__Point-per-instance localization data__.
———

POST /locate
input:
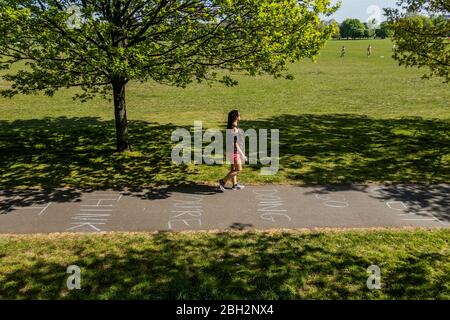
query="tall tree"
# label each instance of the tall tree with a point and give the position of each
(421, 31)
(101, 45)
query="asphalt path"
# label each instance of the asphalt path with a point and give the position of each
(206, 208)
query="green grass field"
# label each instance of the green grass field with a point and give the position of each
(414, 264)
(355, 119)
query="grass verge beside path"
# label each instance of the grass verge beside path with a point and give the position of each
(415, 264)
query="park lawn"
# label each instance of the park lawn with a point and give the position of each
(351, 120)
(414, 264)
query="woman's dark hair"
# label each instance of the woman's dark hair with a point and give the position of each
(232, 116)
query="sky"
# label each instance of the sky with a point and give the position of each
(363, 9)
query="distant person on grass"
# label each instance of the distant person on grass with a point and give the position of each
(369, 51)
(343, 52)
(237, 156)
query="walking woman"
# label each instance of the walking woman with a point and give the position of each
(237, 157)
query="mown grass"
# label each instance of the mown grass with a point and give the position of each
(355, 119)
(415, 264)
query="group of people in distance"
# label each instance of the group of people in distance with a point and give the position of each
(369, 50)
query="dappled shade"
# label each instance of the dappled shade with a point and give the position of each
(314, 149)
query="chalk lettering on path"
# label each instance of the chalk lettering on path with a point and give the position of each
(271, 205)
(187, 211)
(94, 212)
(332, 202)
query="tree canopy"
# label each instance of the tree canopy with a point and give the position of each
(421, 30)
(173, 42)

———

__Assigned task__.
Output each record above exactly; omit the images.

__Final answer__.
POST /locate
input:
query="tall tree"
# label each instance of the tall tree with a point and give the position of each
(421, 31)
(101, 45)
query="asphalt path"
# label each instance of the asphalt path with a point and give the position of each
(206, 208)
query="green grass field"
# label each instance of the green grass field with a point and give the position of each
(414, 264)
(355, 119)
query="grass verge beside path"
# label each instance of the grass verge beside path with a point and give the position of each
(415, 264)
query="park lawn"
# label each instance of the park lawn with a point and give the position of each
(351, 120)
(414, 264)
query="woman's dark hair"
# label each instance of the woman's dark hair with a point and give the position of each
(232, 116)
query="sky"
# label each instance of the sky with a point and give the position of each
(363, 9)
query="distant person on grass"
# label each instance of the distant person on grass with a point and give the position of each
(369, 51)
(343, 52)
(237, 156)
query="walking woman"
# label each instance of the walking woman with a point and give the position of each
(237, 157)
query="mown grass"
# label each instance of the mown grass with a point and give the position of each
(355, 119)
(415, 264)
query="group of people in distance"
# label each instance of the group of people in distance with a point and give the position of each
(369, 50)
query="dappled shade"
# label each instance of the dappled shade with a point and give the position of each
(314, 149)
query="chalk lettering on path"
# label each instance of the chalk lettering on path with a point and give the position of each
(271, 205)
(187, 211)
(94, 212)
(332, 202)
query="tree canopy"
# label each instance of the tree canopy with a point and give the position of each
(421, 30)
(173, 42)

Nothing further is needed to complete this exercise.